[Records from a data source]

----

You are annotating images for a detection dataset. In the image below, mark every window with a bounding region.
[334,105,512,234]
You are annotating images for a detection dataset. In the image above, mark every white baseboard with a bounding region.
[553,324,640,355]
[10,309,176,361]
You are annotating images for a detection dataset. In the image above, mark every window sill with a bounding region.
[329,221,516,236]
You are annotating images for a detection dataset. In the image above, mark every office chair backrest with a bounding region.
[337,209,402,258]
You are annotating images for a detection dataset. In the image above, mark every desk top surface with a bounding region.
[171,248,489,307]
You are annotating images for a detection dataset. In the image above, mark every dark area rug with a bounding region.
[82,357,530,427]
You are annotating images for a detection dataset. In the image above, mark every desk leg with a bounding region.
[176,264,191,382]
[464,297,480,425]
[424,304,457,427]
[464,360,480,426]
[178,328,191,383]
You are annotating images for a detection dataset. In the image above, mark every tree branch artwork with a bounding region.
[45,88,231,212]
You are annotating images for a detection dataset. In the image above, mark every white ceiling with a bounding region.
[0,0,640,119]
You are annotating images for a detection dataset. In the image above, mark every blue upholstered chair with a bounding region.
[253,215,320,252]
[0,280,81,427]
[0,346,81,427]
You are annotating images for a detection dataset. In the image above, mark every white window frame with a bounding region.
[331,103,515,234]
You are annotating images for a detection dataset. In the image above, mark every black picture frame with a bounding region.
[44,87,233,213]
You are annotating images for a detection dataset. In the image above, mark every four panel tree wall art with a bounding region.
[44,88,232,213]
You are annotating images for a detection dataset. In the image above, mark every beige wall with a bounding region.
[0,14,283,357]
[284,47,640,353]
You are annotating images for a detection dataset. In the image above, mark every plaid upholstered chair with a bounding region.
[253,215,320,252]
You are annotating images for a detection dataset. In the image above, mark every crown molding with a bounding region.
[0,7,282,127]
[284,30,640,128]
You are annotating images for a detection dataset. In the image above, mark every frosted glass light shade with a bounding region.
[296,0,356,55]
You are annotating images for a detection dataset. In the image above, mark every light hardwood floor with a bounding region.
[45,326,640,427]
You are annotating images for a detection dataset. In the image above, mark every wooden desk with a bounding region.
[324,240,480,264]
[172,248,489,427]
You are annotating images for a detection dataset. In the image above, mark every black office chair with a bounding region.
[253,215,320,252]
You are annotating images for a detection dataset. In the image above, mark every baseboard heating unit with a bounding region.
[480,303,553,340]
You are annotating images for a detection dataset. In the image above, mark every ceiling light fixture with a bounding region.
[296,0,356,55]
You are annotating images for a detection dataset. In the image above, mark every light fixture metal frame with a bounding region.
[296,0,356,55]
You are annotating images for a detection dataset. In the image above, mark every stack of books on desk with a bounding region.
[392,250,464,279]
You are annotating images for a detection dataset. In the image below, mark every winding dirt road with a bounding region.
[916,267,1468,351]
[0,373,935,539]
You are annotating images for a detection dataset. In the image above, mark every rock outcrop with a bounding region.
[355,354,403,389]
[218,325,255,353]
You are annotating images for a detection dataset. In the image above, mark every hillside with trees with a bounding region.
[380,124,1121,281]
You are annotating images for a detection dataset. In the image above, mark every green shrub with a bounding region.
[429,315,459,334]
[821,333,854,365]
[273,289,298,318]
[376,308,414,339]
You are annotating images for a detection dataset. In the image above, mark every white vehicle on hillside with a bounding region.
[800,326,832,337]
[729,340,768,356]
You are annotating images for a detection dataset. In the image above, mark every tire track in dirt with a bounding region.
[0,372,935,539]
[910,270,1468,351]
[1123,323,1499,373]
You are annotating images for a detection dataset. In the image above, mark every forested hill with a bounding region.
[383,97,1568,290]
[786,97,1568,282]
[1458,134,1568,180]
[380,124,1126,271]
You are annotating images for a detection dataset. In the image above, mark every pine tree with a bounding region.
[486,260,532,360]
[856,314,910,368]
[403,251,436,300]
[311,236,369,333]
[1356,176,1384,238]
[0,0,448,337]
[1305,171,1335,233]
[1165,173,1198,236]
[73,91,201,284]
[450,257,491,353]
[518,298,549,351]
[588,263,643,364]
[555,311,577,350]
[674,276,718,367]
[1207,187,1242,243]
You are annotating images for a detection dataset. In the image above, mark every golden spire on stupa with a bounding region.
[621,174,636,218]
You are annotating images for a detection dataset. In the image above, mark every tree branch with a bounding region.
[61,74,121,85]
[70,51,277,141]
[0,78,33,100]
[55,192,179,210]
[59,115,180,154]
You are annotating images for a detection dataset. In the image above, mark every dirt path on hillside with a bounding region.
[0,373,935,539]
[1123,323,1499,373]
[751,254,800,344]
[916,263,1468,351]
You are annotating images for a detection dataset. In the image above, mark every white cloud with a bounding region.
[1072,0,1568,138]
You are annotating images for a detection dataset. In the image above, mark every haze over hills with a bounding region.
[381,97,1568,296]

----

Recast everything from the line containing "leg with a bounding region." down to the line containing "[178,328,191,383]" as a JSON list of strings, one string per line, leaving out any blank lines.

[
  "You are annotating images for a detection dataset. In the image above, mark every desk leg with a bounding region.",
  "[176,264,191,382]",
  "[464,297,480,425]",
  "[424,304,457,427]",
  "[464,360,480,426]",
  "[178,328,191,383]"
]